*Enunciado 1:* ¿Concuerdan con el fragmento sobre Sistemas críticos estas afirmaciones? (a) La serie de Matabot comenzó en 2017 con Sistemas críticos. (b) Matabot fue contratado como agente de seguridad por decisión de los propios científicos. (c) Matabot disfruta de su libertad en público. Responde sí o no a cada una y cita literalmente las palabras del fragmento que lo deciden.

*Fragmento proporcionado:*
###

Sistemas críticosEra inevitable que tras la relevancia ganada por la fantasía heroica a finales de los 70 en las listas de ventas, las dimensiones de las novelas de space opera aumentaran en un peso similar. Esta carrera por ganar tamaño y/o dar origen a series llegó a poner en cuestión la posibilidad de reencontrarse con obras tan moderadas en su extensión y repletas de enjundia como (por citar un único autor) Nova, Babel-17 o La balada de beta-2. En los últimos años, con el auge del formato digital en EE.UU., una novela más breve ha recuperado una cierta importancia y ha contribuido a redistribuir los pesos de la narración. Levemente. Historias más de interacción entre los personajes, más “cercanas” a un paladar contemporáneo y, desde luego, más comedidas. La máxima expresión se encuentra en la serie de Matabot, de Martha Wells, que comenzara en 2017 con Sistemas críticos. Ganadora de los premios Hugo y Nebula a la mejor novela corta, y el Ignotus al mejor cuento extranjero.

Matabot es un androide con fobia social que, de manera fortuita, cuenta con libre albedrío. Y da fe que le encantaría ejercerlo a la manera de muchos de nosotros: mandar al cuerno a sus clientes, conectarse a su servicio de streaming y ponerse a ver películas y series de televisión. Sin embargo, en público no puede disfrutar de esa libertad por miedo a que se la arrebaten. En Sistemas críticos, primera entrega autoconclusiva de una serie, Matabot ha sido empleado como agente de seguridad de una expedición en un planeta inexplorado. Impuesto por la aseguradora, en las primeras páginas salva la vida de varios científicos del ataque de una criatura y padece una serie de daños de los que debe recuperarse. Esta situación, uno de los gags recurrentes, le permite a Wells plantear con eficacia el contexto y el tono de la narración. Un escenario con un peso mínimo y una interacción con los miembros de la expedición convertida en la salsa de la novela: ver la feria desde un personaje inseguro y pelín neurótico que debe mantener un perfil bajo para salvaguardar su secreto. Una opción imposible cuando la amenaza sobre todos es de muerte segura.

###

*Enunciado 2:* Reescribe el listado que sigue como tabla Markdown con dos columnas: «Fila», con el número correlativo, y «Contenido», con la línea correspondiente del listado. Omite las líneas en blanco.

###

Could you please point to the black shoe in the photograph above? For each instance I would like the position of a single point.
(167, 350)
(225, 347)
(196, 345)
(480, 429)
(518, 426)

###

*Respuesta correcta 1:*
(a) Sí: "que comenzara en 2017 con Sistemas críticos"
(b) No: "Impuesto por la aseguradora"
(c) No: "en público no puede disfrutar de esa libertad por miedo a que se la arrebaten"

*Respuesta correcta 2:*
| Fila | Contenido |
|---|---|
| 1 | Could you please point to the black shoe in the photograph above? For each instance I would like the position of a single point. |
| 2 | (167, 350) |
| 3 | (225, 347) |
| 4 | (196, 345) |
| 5 | (480, 429) |
| 6 | (518, 426) |